_What this exercise asks_
(A) In the laptop home server thread, how much power does the desktop Pentium E5200 system with 2G, dual Ethernet, and one hard drive use?
(B) Reproduce word for word the part of the laptop home server thread starting with "## monkeyboy (Jul" and going on through "- small size.".

# Laptop as a home server?



## monkeyboy (Jul 1, 2011)

I've been running a FreeBSD PC as a home server for years. It does NAT, file service, FTP, TELNET, print service, etc. But it's time for an upgrade -- it's running FreeBSD 5.2 and has a 586 as a CPU. I'm thinking about using a laptop instead of another PC. Comments on the wisdom of this welcome.

The pros I see:
- low power, important for a 24/7 running at home where I pay the energy bill.
- small size.
- built in UPS -- I hate buying those lead acid batteries every couple of years.

The cons:
- limited expansion of functions, no slots, no TV cards.
- more difficult to do automatic backups, I do intend to attach an external USB disk of the same size as the internal disk, but...
- laptop doesn't automatically reboot after power outages.
- uncertainty whether laptop HD drive can tolerate 24/7 operation. I have done it before, running a laptop 24/7 for about 7 years non-stop, but...

Input welcome.


----------



## UNIXgod (Jul 1, 2011)

Not that it can't be done. I probably wouldn't.

Why not build a small form factor mini-atx or even micro-atx machine for your server and use a laptop as a client?


----------



## wblock@ (Jul 1, 2011)

It should work.  The battery will keep it running during power failures but isn't a protective device like a UPS.  Heat will kill a notebook battery eventually, and they cost more than SLA.

Turning off the notebook display will help reduce heat and power usage.  Speaking of that, a desktop Pentium E5200 with 2G, dual Ethernet, and one hard drive only takes 40 watts.


----------



## fonz (Jul 1, 2011)

monkeyboy said:
			
		

> I've thinking about using a laptop instead of another PC. Comments on the wisdom of this welcome...


Your mileage will probably vary, depending on the exact make and model you're going to use. Generally speaking, laptops aren't meant for 24/7 operation. That doesn't mean it can't be done, but what I see as the biggest disadvantage of laptops is that they tend to be more difficult (and expensive) to fix when something physically breaks. In most cases you can't just swap out a failed component as easily as you can with a PC.

Fonz


----------



## vermaden (Jul 1, 2011)

@monkeyboy

You forgot 'builtin KVM' in PROS 

About general idea ... yes, it will work, depends on what you need, *Carpetsmoker *runs his 'media server' on a towel and it works: http://daemonforums.org/showpost.php?p=39248&postcount=64

So yes, your laptop would work and 2.5 'laptop' drives can work 24/7 as the 3.5 'desktop' drives.


----------



## sand_man (Jul 1, 2011)

I use a laptop for a home server. Works nicely and I love how quiet it is. The only problem I have is using two 2TB USB drives on a ZFS mirror. The i/o performance is what you would expect from a USB device but they spin down too often and take a long time to start up again.

I'm happy with it since the monitor hinge is broken, it's virtually useless as a laptop but perfect to sit in my cupboard serving away.


----------



## rbelk (Jul 1, 2011)

I am using an old IBM laptop for my home server and have had no issues. But there are some things you need to do.

1. Take out the battery. Most Laptops will run with out them and this will also help with the heat problem.
2. Buy an APC UPS and connect the laptop to it, since you don't have a battery installed.

Image region labeling entries:
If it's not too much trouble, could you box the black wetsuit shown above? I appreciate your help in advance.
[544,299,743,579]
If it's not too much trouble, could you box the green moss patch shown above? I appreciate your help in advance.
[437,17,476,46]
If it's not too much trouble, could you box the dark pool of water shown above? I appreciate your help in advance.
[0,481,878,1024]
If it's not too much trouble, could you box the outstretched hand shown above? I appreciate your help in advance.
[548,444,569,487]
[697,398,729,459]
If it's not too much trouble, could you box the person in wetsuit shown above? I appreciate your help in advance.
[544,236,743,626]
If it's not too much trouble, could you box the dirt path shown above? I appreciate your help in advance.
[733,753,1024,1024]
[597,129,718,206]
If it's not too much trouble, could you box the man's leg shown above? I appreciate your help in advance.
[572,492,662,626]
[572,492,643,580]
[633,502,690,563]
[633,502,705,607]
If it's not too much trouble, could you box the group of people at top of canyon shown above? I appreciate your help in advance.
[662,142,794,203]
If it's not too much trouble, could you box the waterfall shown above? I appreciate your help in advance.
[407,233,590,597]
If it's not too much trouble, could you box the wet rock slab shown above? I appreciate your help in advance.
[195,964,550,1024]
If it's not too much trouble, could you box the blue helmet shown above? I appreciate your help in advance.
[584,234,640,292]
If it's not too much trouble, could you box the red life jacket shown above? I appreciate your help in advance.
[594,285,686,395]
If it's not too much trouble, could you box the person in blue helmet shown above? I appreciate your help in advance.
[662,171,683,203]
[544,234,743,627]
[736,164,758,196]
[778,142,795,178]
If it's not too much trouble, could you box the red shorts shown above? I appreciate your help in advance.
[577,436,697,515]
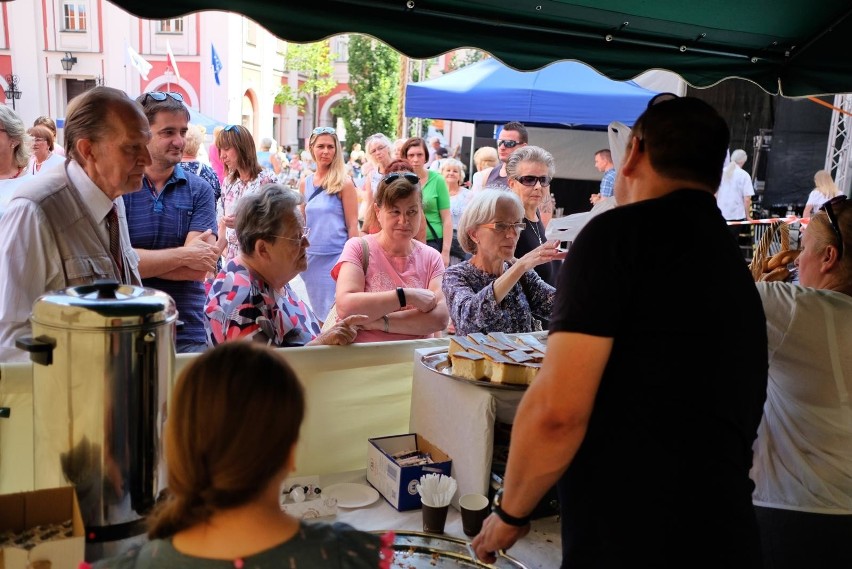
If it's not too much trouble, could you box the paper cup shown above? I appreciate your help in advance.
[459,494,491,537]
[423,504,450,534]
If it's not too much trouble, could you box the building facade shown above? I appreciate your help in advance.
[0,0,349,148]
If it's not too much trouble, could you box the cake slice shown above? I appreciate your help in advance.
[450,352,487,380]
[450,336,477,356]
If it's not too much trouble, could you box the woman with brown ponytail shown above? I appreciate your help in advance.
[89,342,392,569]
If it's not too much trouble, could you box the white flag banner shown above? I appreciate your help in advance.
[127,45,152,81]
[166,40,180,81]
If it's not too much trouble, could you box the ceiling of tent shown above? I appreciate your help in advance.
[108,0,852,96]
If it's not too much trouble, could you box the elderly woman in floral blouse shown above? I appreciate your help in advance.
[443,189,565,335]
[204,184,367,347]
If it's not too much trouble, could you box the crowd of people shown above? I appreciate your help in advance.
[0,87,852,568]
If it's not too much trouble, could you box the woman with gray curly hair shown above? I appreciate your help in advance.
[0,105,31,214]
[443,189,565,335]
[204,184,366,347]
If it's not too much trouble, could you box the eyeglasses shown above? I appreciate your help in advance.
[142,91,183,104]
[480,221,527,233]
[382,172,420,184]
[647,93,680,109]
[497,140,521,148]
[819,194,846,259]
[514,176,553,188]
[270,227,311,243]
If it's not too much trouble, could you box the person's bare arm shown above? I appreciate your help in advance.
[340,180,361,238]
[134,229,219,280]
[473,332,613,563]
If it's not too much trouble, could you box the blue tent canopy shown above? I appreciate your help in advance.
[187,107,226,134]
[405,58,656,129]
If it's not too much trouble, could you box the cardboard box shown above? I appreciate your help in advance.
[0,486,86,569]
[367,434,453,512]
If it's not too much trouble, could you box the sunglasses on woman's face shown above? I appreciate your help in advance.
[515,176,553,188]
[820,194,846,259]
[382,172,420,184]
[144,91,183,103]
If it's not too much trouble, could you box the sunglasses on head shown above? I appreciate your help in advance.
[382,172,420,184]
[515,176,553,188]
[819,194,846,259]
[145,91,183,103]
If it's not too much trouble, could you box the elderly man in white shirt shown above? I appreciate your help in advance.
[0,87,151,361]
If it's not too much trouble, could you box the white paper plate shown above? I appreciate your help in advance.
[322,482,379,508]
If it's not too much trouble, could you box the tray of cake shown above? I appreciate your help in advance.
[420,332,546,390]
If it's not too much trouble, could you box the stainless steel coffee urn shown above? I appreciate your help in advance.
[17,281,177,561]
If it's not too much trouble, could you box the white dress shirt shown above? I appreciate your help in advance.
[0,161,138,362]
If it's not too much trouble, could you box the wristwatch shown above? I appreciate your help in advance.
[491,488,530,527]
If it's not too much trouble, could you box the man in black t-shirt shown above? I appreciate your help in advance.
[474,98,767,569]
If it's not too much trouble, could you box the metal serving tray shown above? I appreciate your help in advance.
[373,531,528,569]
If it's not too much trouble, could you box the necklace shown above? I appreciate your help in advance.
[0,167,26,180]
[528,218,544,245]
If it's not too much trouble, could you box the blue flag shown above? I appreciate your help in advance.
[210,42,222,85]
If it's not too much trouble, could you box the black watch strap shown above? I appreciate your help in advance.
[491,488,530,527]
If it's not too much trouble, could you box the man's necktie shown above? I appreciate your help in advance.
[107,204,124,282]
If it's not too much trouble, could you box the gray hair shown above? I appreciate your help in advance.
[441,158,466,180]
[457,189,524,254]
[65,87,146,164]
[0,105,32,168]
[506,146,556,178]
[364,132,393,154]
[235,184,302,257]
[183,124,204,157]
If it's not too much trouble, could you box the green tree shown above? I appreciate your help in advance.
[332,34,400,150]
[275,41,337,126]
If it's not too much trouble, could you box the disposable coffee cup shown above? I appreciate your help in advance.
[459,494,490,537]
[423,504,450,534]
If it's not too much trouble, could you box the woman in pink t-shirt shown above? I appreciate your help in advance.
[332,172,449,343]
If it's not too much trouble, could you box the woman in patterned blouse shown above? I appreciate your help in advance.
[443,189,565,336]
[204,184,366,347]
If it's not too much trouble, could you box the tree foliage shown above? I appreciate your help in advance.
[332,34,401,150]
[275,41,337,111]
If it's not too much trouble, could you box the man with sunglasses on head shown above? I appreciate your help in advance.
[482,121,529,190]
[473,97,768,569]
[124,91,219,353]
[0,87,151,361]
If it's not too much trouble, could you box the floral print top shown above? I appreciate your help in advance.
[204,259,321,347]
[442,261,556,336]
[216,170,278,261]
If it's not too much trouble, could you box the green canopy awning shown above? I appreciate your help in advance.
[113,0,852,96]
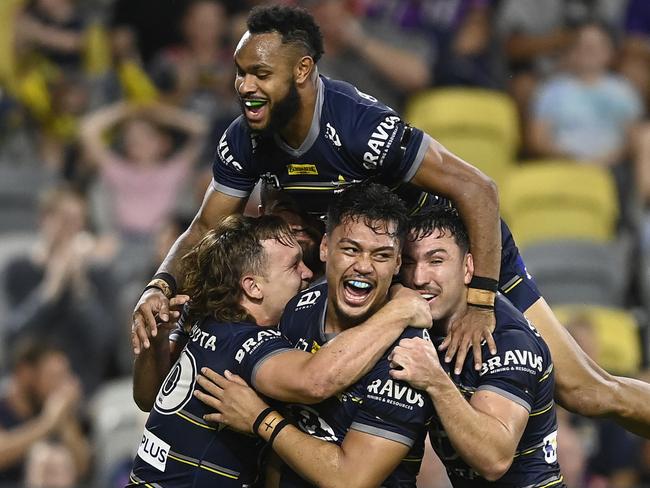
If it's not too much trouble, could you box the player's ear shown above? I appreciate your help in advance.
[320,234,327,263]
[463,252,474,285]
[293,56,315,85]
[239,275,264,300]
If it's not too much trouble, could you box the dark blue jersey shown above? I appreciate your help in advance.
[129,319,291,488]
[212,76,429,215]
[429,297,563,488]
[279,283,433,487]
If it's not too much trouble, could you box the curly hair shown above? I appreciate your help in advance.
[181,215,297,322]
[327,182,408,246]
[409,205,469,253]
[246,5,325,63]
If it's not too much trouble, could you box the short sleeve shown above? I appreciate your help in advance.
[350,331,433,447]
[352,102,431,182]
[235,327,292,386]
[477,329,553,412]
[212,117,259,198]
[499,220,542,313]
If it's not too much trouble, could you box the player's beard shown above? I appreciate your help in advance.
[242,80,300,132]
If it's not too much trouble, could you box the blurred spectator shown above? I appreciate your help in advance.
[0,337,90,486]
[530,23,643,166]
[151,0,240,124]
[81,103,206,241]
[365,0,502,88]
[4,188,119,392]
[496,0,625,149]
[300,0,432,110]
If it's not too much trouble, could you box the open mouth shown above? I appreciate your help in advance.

_Answers to the exercise_
(A) It uses only 40 watts.

(B)
## monkeyboy (Jul 1, 2011)

I've been running a FreeBSD PC as a home server for years. It does NAT, file service, FTP, TELNET, print service, etc. But it's time for an upgrade -- it's running FreeBSD 5.2 and has a 586 as a CPU. I'm thinking about using a laptop instead of another PC. Comments on the wisdom of this welcome.

The pros I see:
- low power, important for a 24/7 running at home where I pay the energy bill.
- small size.